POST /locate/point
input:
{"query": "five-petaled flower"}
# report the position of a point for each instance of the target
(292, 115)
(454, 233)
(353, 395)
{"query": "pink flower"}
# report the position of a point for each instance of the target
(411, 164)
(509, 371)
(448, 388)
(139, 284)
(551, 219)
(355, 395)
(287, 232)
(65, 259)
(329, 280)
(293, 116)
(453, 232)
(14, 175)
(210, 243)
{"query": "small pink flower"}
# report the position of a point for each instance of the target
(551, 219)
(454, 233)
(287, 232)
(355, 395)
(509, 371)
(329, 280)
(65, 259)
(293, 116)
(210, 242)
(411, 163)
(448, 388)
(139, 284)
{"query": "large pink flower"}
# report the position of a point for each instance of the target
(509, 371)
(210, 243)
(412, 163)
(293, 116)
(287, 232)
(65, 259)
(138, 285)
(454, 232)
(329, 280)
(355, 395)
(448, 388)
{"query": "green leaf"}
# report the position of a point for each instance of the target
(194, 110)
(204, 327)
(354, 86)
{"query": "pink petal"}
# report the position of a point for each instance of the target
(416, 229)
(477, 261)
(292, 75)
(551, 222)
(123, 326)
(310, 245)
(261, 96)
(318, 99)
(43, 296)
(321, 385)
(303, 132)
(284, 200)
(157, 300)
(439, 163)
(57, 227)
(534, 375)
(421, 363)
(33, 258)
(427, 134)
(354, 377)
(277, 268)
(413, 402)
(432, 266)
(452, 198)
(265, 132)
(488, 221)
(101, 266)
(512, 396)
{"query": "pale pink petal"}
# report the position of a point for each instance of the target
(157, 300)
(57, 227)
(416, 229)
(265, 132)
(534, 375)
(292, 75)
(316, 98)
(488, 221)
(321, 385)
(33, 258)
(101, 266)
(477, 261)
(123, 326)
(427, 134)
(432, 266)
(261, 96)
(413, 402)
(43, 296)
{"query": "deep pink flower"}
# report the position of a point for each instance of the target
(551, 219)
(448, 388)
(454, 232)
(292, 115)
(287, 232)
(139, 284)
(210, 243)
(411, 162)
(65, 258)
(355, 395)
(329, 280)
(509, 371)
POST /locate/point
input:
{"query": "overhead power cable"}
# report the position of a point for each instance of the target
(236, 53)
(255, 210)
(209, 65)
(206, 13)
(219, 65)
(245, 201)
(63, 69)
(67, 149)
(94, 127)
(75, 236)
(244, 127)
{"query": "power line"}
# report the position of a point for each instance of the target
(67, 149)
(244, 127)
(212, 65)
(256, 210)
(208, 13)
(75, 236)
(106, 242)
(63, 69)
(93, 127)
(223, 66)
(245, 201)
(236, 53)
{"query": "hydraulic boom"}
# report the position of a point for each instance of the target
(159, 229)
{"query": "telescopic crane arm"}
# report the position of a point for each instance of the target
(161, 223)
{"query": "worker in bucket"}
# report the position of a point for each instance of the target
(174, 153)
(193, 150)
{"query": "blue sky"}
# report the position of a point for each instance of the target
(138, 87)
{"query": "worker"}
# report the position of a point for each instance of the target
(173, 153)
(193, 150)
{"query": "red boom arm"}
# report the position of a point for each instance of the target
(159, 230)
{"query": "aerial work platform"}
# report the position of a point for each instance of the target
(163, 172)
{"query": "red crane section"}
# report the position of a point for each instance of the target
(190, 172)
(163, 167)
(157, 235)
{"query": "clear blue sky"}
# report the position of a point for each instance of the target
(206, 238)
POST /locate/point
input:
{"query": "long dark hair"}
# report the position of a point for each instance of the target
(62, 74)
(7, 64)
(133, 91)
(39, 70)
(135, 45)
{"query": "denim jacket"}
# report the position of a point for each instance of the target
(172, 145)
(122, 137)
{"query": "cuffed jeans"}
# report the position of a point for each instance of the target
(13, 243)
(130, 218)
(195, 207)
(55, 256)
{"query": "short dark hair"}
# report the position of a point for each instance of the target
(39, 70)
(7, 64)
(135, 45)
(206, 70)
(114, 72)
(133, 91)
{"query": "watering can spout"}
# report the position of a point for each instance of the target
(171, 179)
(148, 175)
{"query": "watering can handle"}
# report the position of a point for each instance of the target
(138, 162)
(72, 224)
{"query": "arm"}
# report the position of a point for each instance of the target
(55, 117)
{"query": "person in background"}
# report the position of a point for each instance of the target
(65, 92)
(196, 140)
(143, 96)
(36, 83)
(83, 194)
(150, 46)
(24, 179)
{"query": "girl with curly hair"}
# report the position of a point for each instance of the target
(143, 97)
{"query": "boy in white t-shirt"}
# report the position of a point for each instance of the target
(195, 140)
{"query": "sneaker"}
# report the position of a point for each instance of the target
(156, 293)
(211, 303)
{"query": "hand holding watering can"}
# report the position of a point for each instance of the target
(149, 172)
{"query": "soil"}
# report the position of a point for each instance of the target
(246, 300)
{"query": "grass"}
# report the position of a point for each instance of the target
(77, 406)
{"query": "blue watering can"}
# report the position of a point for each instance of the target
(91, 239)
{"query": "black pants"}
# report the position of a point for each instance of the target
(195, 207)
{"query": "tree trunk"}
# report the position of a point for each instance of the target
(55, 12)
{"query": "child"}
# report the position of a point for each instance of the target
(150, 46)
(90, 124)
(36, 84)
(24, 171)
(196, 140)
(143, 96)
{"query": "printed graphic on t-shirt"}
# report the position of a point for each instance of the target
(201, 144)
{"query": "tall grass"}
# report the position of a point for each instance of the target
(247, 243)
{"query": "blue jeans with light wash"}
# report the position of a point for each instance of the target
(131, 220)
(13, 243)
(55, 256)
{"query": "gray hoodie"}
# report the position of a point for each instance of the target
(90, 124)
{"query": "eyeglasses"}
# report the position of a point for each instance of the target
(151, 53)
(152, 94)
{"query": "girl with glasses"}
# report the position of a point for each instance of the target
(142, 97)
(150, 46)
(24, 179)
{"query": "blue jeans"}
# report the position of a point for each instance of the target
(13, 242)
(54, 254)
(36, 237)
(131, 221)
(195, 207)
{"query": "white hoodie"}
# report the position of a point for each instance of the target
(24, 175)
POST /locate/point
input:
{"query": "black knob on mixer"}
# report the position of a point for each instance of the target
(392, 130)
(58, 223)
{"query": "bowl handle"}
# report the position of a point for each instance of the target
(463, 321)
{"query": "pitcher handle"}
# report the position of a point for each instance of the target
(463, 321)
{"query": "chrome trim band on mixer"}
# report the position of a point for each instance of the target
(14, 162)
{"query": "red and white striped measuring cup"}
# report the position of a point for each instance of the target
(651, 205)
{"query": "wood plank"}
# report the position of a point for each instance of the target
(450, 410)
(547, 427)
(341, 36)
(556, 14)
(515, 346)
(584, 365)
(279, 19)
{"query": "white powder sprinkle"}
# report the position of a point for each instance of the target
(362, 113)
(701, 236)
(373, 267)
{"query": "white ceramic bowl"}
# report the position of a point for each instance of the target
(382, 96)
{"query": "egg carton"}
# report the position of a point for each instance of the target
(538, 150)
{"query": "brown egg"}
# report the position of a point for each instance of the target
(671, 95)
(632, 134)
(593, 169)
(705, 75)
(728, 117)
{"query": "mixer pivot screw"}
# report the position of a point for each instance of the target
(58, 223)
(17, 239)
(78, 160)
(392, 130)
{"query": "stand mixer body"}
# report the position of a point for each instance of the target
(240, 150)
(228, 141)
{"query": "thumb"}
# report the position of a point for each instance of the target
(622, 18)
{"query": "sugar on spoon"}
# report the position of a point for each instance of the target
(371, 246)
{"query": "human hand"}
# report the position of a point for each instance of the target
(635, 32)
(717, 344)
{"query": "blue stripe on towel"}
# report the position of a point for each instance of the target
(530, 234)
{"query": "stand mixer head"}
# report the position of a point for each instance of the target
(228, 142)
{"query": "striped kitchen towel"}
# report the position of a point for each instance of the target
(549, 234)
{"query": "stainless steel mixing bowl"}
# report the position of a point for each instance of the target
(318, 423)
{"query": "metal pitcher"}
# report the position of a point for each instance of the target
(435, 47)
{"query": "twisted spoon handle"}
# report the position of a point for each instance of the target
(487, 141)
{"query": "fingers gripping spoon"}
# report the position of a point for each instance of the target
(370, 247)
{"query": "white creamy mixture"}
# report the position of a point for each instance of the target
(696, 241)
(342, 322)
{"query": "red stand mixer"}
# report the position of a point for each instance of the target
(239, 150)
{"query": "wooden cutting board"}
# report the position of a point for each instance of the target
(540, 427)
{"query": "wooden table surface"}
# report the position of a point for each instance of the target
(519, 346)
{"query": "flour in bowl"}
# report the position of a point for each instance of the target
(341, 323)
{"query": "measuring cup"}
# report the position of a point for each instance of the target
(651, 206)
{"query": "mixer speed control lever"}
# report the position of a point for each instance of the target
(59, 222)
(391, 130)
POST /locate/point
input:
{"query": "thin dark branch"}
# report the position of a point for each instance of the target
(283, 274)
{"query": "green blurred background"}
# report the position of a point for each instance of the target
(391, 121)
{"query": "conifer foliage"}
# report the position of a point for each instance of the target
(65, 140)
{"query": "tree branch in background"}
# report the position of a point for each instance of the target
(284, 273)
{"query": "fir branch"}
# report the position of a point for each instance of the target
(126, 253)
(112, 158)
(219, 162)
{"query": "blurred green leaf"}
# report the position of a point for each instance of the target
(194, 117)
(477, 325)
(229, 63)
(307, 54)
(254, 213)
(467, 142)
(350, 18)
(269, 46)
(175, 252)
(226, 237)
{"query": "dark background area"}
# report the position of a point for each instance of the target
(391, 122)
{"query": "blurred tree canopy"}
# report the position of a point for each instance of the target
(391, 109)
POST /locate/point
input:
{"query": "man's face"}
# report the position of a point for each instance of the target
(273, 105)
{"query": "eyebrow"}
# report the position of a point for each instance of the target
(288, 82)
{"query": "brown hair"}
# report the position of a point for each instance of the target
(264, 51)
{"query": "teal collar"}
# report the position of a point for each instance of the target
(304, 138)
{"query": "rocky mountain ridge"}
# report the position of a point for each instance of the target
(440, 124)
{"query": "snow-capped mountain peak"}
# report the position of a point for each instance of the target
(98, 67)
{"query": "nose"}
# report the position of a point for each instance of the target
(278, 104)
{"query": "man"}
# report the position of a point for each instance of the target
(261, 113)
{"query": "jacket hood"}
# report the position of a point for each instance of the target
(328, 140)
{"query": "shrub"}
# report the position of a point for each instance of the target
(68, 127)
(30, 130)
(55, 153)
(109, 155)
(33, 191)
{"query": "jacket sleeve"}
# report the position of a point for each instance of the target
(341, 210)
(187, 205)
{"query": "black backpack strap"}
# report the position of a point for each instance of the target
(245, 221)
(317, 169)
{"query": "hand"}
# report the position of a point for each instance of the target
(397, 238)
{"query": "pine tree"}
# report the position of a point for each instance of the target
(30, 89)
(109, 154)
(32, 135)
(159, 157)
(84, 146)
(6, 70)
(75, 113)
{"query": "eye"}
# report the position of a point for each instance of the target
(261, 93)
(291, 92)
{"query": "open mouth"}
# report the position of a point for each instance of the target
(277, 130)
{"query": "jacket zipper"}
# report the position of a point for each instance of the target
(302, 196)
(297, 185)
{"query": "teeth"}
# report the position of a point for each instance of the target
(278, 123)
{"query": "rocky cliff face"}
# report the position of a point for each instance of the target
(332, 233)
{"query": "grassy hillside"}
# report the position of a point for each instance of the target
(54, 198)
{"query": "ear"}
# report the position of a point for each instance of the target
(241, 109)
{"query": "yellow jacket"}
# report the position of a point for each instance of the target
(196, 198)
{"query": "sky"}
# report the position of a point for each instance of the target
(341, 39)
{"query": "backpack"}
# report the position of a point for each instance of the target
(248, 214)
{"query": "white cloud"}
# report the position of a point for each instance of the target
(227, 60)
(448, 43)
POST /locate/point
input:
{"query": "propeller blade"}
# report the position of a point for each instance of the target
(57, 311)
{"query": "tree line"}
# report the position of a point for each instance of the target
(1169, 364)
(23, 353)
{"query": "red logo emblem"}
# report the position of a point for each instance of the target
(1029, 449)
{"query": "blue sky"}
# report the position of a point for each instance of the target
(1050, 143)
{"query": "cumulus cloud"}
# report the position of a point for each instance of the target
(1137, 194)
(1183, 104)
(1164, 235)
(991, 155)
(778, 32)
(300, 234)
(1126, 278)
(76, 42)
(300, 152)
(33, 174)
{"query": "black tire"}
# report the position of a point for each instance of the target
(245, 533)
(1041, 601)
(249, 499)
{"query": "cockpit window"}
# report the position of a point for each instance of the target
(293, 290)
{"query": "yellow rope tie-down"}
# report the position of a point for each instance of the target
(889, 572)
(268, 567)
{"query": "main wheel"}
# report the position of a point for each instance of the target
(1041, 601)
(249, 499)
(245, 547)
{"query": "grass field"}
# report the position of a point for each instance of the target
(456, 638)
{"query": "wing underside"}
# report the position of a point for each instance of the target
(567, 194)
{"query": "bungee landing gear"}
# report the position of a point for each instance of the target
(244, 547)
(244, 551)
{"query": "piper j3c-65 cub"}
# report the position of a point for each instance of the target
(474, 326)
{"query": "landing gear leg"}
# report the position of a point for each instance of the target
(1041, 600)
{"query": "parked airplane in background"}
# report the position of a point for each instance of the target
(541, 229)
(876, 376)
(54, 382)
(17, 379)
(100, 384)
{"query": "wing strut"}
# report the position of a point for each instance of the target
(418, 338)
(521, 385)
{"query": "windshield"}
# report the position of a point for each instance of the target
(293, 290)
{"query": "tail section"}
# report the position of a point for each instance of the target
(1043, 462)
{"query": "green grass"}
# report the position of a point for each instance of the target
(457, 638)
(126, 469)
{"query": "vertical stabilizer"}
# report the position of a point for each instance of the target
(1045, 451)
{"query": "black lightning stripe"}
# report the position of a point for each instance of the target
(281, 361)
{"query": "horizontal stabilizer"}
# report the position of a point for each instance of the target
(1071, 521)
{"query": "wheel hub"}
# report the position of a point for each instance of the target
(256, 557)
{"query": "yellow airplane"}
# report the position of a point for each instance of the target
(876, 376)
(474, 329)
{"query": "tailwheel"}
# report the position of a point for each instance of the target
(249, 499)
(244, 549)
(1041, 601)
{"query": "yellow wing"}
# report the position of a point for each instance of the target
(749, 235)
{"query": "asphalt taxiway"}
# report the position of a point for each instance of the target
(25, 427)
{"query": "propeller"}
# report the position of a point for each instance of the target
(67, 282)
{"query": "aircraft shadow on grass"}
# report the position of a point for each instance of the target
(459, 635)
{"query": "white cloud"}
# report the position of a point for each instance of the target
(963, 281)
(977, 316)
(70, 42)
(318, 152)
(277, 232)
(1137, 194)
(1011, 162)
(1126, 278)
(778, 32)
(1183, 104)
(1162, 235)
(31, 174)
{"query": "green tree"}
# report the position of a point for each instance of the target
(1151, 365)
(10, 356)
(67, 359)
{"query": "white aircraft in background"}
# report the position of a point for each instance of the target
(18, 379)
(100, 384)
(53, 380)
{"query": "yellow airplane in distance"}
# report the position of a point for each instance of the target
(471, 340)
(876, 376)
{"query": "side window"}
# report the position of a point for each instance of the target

**Instructions for the task:** Copy each line of the data that includes the word "white".

**Task result:**
{"query": "boy in white t-shirt"}
{"query": "white hoodie"}
{"query": "red and white striped measuring cup"}
{"query": "white powder sprinkle"}
{"query": "white ceramic bowl"}
{"query": "white creamy mixture"}
{"query": "white cloud"}
{"query": "white cloud"}
{"query": "white aircraft in background"}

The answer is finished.